→ SHORT PROBLEM A: In the forum thread below about running a Core i9 13900K, what reason does the opening poster give for gathering this information in a single thread? Answer in one to three sentences.

→ PASSAGE GIVEN:
2023/09/20 04:58:42
roadphantom2
 
Hello All,
I hope the Mods dont mind but I wanted to centralize this information under this one thread. This is mostly due to the fact that I am trying to find that happy spot of not setting my house on fire with this power hangry monster. The screen shots I have added will show the temps I have been getting and the scores on Cinebench R23. I encourage everyone to please help out by posting your runs and what you did to get the temps down. 
 
My Build 
CPU: core I9 13900K
MOBO: EVGA Z690 Kingpin Dark 
Ram: 64 Gigs of DDR 4 @4800 Mhgz
GPU: Geforce RTX 3060 OC edition with 12 gigs of DDR6 memory 
Case: Corsair 7000X
Cooling: AIO Corsair H170i with 3 120mm fans exhaust through the rad 
Fans: front 140mm x3 intaking
Fans: right 120mm x4 intaking
Fans: rear  120mm x1 exhaust   
 

 
 
 
 
2023/09/20 05:01:49
rjohnson11
I think that this should be pinned. So I'm pinning this.
2023/09/20 05:04:09
roadphantom2
 
Thanks RJ
 
2023/09/20 07:13:04
B0baganoosh
It looks like you're over-volting and not "under volting". What score did you get? I'd guess around 38000, but I can't see your e-core clocks and I'm just taking a stab at how much it had to throttle when you threw 393W at it with an AIO.
 
I'm guessing you tried to adjust your V/F points, but I'm pretty sure there's a bug in the BIOS currently that prevents that from working correctly. Please share your settings and we can compare a bit.
 
Just to share some of my info, I haven't had time to tweak this more since doing some test runs a couple weeks ago, but it seems like if I put a -30mV offset on the 5400 and 5700 steps, leaving all others a 0, it will do the -30mV at my 5.5GHz all-core and limit the package to about 370W (this is with e-cores at 4.6GHz and atom core voltage at auto), giving me about 41k in Cinebench r23. If I just leave everything at auto, it'll hit that ~390W range and throttle in Cinebench pretty hard.

→ STORED RECORDS:
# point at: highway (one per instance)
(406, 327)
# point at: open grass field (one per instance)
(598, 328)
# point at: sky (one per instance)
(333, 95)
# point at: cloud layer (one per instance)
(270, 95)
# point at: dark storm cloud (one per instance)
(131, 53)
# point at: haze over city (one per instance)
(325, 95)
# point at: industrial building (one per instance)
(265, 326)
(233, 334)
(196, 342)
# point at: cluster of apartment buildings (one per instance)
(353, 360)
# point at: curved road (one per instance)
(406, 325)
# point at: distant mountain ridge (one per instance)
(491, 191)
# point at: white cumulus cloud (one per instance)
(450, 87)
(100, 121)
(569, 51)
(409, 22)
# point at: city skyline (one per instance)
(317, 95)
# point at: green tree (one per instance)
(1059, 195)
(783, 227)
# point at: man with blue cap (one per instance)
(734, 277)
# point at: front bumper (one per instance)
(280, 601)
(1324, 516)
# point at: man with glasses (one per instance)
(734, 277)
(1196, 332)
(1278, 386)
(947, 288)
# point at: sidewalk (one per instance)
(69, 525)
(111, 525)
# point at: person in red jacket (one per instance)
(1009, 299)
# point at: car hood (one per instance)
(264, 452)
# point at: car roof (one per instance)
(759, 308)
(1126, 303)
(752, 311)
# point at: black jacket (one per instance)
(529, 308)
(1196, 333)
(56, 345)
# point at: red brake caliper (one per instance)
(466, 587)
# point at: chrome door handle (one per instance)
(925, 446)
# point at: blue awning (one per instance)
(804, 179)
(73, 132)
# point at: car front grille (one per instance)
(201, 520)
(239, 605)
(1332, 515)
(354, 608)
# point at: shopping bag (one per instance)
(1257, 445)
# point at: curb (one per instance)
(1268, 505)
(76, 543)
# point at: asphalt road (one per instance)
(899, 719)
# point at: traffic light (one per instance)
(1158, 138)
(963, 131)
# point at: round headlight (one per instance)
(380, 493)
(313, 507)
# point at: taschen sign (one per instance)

→ SHORT PROBLEM B: Identify each line of the entries above that contains the string "cloud", treating uppercase and lowercase as distinct, and copy those lines.

→ FINAL RESULT A: The opening poster wanted to centralize the information mainly because they were trying to find a setting at which the power-hungry processor could run safely. In their own words, they wanted to avoid setting the house on fire.

→ FINAL RESULT B:
# point at: cloud layer (one per instance)
# point at: dark storm cloud (one per instance)
# point at: white cumulus cloud (one per instance)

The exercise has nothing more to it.